#### Exercise
Update the rows below by changing "I would be most grateful" to "I would appreciate it" wherever it occurs. Keep everything else the same, and leave the pictures out.

Data entries
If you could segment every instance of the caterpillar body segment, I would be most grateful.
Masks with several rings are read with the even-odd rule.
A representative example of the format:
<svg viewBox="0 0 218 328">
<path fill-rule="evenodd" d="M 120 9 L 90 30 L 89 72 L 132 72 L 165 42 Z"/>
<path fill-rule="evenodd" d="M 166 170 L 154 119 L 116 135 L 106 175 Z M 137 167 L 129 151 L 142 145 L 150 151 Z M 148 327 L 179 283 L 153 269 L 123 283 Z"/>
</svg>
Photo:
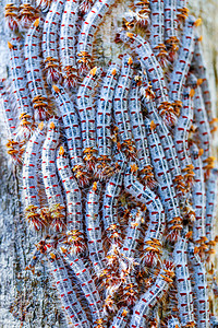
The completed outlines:
<svg viewBox="0 0 218 328">
<path fill-rule="evenodd" d="M 41 172 L 49 206 L 51 227 L 55 231 L 61 231 L 65 225 L 65 206 L 56 166 L 56 152 L 59 144 L 59 119 L 52 117 L 48 122 L 48 132 L 43 145 Z"/>
<path fill-rule="evenodd" d="M 147 131 L 152 163 L 158 181 L 159 196 L 167 214 L 168 238 L 171 242 L 177 242 L 180 236 L 182 225 L 179 202 L 172 184 L 171 174 L 156 127 L 153 126 L 150 120 L 147 118 L 145 119 L 145 128 Z"/>
</svg>

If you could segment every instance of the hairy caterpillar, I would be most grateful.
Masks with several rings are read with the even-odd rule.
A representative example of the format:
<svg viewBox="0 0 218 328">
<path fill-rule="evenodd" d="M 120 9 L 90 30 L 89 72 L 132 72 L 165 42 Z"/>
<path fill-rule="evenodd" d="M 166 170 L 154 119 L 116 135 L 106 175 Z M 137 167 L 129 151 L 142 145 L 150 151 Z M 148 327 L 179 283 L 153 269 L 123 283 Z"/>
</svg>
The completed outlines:
<svg viewBox="0 0 218 328">
<path fill-rule="evenodd" d="M 198 254 L 195 254 L 195 248 L 192 243 L 189 244 L 189 259 L 191 268 L 193 269 L 196 325 L 197 328 L 209 328 L 209 300 L 207 292 L 206 269 Z"/>
<path fill-rule="evenodd" d="M 157 186 L 157 181 L 154 178 L 154 168 L 150 162 L 146 130 L 141 109 L 140 85 L 137 85 L 136 82 L 131 85 L 131 91 L 129 94 L 129 113 L 132 133 L 137 151 L 141 179 L 143 183 L 147 184 L 150 189 L 153 189 Z"/>
<path fill-rule="evenodd" d="M 161 239 L 165 229 L 162 204 L 157 195 L 136 179 L 136 174 L 132 172 L 131 163 L 129 163 L 125 171 L 124 188 L 137 201 L 144 203 L 149 211 L 149 226 L 145 236 L 143 261 L 147 266 L 153 266 L 159 260 L 161 254 Z"/>
<path fill-rule="evenodd" d="M 96 109 L 94 106 L 94 92 L 96 80 L 99 79 L 101 69 L 95 67 L 83 80 L 77 92 L 77 110 L 81 118 L 83 157 L 88 169 L 93 169 L 96 162 Z"/>
<path fill-rule="evenodd" d="M 169 103 L 169 96 L 167 93 L 167 86 L 164 78 L 164 71 L 160 68 L 149 43 L 143 39 L 140 35 L 133 33 L 125 33 L 126 36 L 121 34 L 120 38 L 124 43 L 130 43 L 131 48 L 138 56 L 142 68 L 145 69 L 149 81 L 152 82 L 153 90 L 155 92 L 155 102 L 157 102 L 158 112 L 165 122 L 169 126 L 175 124 L 177 117 Z M 128 39 L 126 39 L 128 37 Z"/>
<path fill-rule="evenodd" d="M 173 263 L 165 261 L 152 288 L 141 296 L 133 307 L 133 316 L 130 321 L 131 328 L 145 327 L 152 308 L 165 296 L 173 282 Z"/>
<path fill-rule="evenodd" d="M 82 153 L 81 124 L 73 103 L 62 86 L 53 85 L 52 93 L 56 97 L 64 128 L 71 166 L 81 186 L 88 183 Z"/>
<path fill-rule="evenodd" d="M 168 239 L 175 242 L 182 230 L 181 213 L 175 196 L 172 178 L 169 172 L 165 152 L 156 131 L 156 126 L 149 119 L 145 119 L 150 159 L 158 181 L 158 191 L 167 214 Z"/>
<path fill-rule="evenodd" d="M 58 232 L 63 229 L 65 218 L 65 206 L 56 167 L 56 150 L 60 138 L 59 119 L 57 117 L 50 118 L 48 127 L 43 145 L 41 172 L 50 211 L 51 227 Z"/>
<path fill-rule="evenodd" d="M 71 89 L 77 83 L 76 68 L 76 21 L 78 19 L 78 0 L 66 0 L 61 19 L 60 62 L 64 86 Z"/>
<path fill-rule="evenodd" d="M 34 105 L 35 120 L 45 120 L 49 115 L 47 93 L 44 78 L 40 70 L 40 37 L 43 34 L 41 24 L 44 21 L 37 19 L 25 36 L 25 67 L 28 90 Z"/>
<path fill-rule="evenodd" d="M 46 15 L 43 33 L 43 55 L 48 83 L 61 79 L 58 55 L 58 32 L 65 0 L 53 0 Z"/>
<path fill-rule="evenodd" d="M 189 241 L 186 238 L 180 238 L 173 250 L 175 283 L 181 325 L 184 327 L 195 327 L 193 293 L 187 267 L 187 244 Z"/>
<path fill-rule="evenodd" d="M 84 248 L 82 195 L 62 145 L 57 156 L 57 168 L 65 190 L 66 239 L 70 243 L 70 251 L 80 253 Z"/>
<path fill-rule="evenodd" d="M 121 147 L 126 156 L 135 156 L 135 145 L 132 141 L 130 116 L 128 113 L 128 95 L 131 85 L 131 78 L 133 75 L 132 68 L 133 60 L 129 55 L 122 58 L 121 74 L 116 86 L 113 98 L 113 116 L 118 127 Z"/>
<path fill-rule="evenodd" d="M 119 75 L 119 67 L 111 65 L 107 71 L 107 75 L 102 80 L 99 98 L 97 101 L 96 110 L 96 132 L 98 143 L 98 166 L 99 176 L 109 174 L 109 165 L 112 154 L 111 139 L 111 119 L 112 119 L 112 99 L 114 95 L 117 79 Z"/>
<path fill-rule="evenodd" d="M 104 270 L 105 260 L 105 254 L 102 249 L 102 233 L 99 218 L 100 194 L 100 183 L 93 183 L 87 192 L 85 214 L 88 253 L 97 277 L 99 277 Z"/>
</svg>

#### The solution
If you could segment every instance of the caterpillar body segment, I would appreciate it.
Masks with several rings are read with the even-odd rule.
A representative example of the format:
<svg viewBox="0 0 218 328">
<path fill-rule="evenodd" d="M 120 9 L 90 30 L 89 72 L 132 72 L 165 42 Z"/>
<path fill-rule="evenodd" d="M 166 170 L 154 119 L 116 135 L 106 175 Z M 137 167 L 129 151 L 142 145 L 150 151 Z M 148 327 L 179 283 L 153 269 L 123 283 Z"/>
</svg>
Photo:
The completed outlines:
<svg viewBox="0 0 218 328">
<path fill-rule="evenodd" d="M 41 172 L 49 206 L 51 227 L 55 231 L 61 231 L 65 225 L 65 206 L 56 166 L 56 152 L 59 144 L 59 119 L 52 117 L 48 122 L 48 132 L 43 145 Z"/>
<path fill-rule="evenodd" d="M 147 131 L 152 163 L 158 181 L 159 196 L 167 214 L 168 238 L 171 242 L 177 242 L 180 236 L 182 225 L 179 202 L 172 184 L 171 174 L 156 127 L 153 126 L 150 120 L 147 118 L 145 119 L 145 128 Z"/>
</svg>

If you could segment every instance of the hairy caterpillar, I would appreciate it.
Masks with several rings are read with the even-odd rule.
A representative example of the format:
<svg viewBox="0 0 218 328">
<path fill-rule="evenodd" d="M 120 9 L 90 30 L 89 72 L 132 72 L 165 42 Z"/>
<path fill-rule="evenodd" d="M 166 170 L 154 119 L 116 135 L 106 175 Z M 137 167 L 129 151 L 142 145 L 150 151 Z M 148 327 L 179 283 L 153 269 L 123 283 Z"/>
</svg>
The completed outlines:
<svg viewBox="0 0 218 328">
<path fill-rule="evenodd" d="M 198 254 L 195 254 L 195 248 L 192 243 L 189 244 L 189 259 L 191 268 L 193 269 L 196 325 L 197 328 L 209 328 L 209 300 L 207 292 L 206 269 Z"/>
<path fill-rule="evenodd" d="M 157 186 L 157 181 L 154 178 L 154 168 L 150 162 L 146 130 L 141 109 L 140 85 L 137 85 L 136 82 L 131 85 L 131 91 L 129 94 L 129 113 L 132 133 L 137 151 L 141 179 L 143 183 L 147 184 L 150 189 L 153 189 Z"/>
<path fill-rule="evenodd" d="M 161 239 L 165 229 L 162 204 L 157 195 L 136 179 L 136 174 L 132 172 L 131 163 L 129 163 L 125 171 L 124 188 L 137 201 L 144 203 L 149 211 L 149 226 L 145 236 L 143 261 L 147 266 L 153 266 L 159 260 L 161 254 Z"/>
<path fill-rule="evenodd" d="M 96 109 L 94 106 L 94 92 L 96 80 L 99 79 L 101 69 L 95 67 L 83 80 L 77 92 L 77 110 L 81 118 L 83 157 L 88 169 L 93 169 L 96 162 Z"/>
<path fill-rule="evenodd" d="M 169 103 L 169 96 L 167 93 L 167 86 L 164 78 L 164 71 L 160 68 L 149 43 L 143 39 L 140 35 L 133 33 L 125 33 L 126 36 L 121 34 L 120 38 L 124 43 L 130 43 L 131 48 L 138 56 L 142 68 L 145 69 L 149 81 L 152 82 L 153 90 L 155 92 L 155 102 L 157 102 L 158 112 L 165 122 L 169 126 L 175 124 L 177 117 Z M 128 39 L 126 39 L 128 37 Z"/>
<path fill-rule="evenodd" d="M 173 263 L 165 261 L 152 288 L 141 296 L 133 307 L 133 316 L 130 321 L 131 328 L 145 327 L 152 308 L 165 296 L 173 282 Z"/>
<path fill-rule="evenodd" d="M 82 153 L 81 124 L 73 103 L 62 86 L 53 85 L 52 93 L 56 97 L 64 128 L 71 166 L 81 186 L 88 183 Z"/>
<path fill-rule="evenodd" d="M 168 239 L 175 242 L 182 230 L 181 213 L 175 196 L 172 178 L 169 172 L 165 152 L 156 131 L 156 126 L 149 119 L 145 119 L 150 159 L 158 181 L 158 191 L 167 214 Z"/>
<path fill-rule="evenodd" d="M 58 232 L 63 229 L 65 218 L 65 206 L 56 167 L 56 150 L 60 138 L 59 119 L 57 117 L 50 118 L 48 127 L 43 145 L 41 172 L 50 211 L 51 227 Z"/>
<path fill-rule="evenodd" d="M 71 89 L 77 83 L 76 68 L 76 21 L 78 19 L 78 0 L 66 0 L 61 19 L 60 62 L 64 86 Z"/>
<path fill-rule="evenodd" d="M 34 105 L 35 120 L 45 120 L 49 115 L 47 93 L 44 78 L 40 70 L 40 37 L 43 34 L 41 24 L 44 21 L 37 19 L 25 36 L 25 67 L 28 90 Z"/>
<path fill-rule="evenodd" d="M 46 15 L 43 33 L 43 55 L 48 83 L 61 79 L 58 55 L 58 32 L 65 0 L 53 0 Z"/>
<path fill-rule="evenodd" d="M 189 241 L 186 238 L 180 238 L 173 250 L 175 283 L 181 325 L 184 327 L 195 327 L 193 293 L 187 267 L 187 244 Z"/>
<path fill-rule="evenodd" d="M 84 248 L 82 195 L 62 145 L 57 156 L 57 168 L 65 190 L 66 239 L 70 243 L 70 251 L 80 253 Z"/>
<path fill-rule="evenodd" d="M 121 147 L 126 156 L 135 156 L 135 145 L 132 141 L 130 116 L 128 113 L 128 95 L 131 85 L 131 78 L 133 75 L 132 68 L 133 60 L 129 55 L 122 58 L 121 74 L 116 86 L 113 98 L 113 116 L 118 127 Z"/>
<path fill-rule="evenodd" d="M 119 75 L 119 67 L 111 65 L 107 71 L 107 75 L 102 80 L 99 98 L 97 101 L 96 110 L 96 132 L 98 143 L 98 166 L 99 176 L 109 174 L 109 165 L 112 154 L 111 139 L 111 119 L 112 119 L 112 99 L 114 95 L 117 79 Z"/>
<path fill-rule="evenodd" d="M 104 270 L 105 260 L 105 254 L 102 249 L 102 233 L 99 218 L 100 194 L 100 183 L 93 183 L 87 192 L 85 214 L 88 253 L 97 277 L 99 277 Z"/>
</svg>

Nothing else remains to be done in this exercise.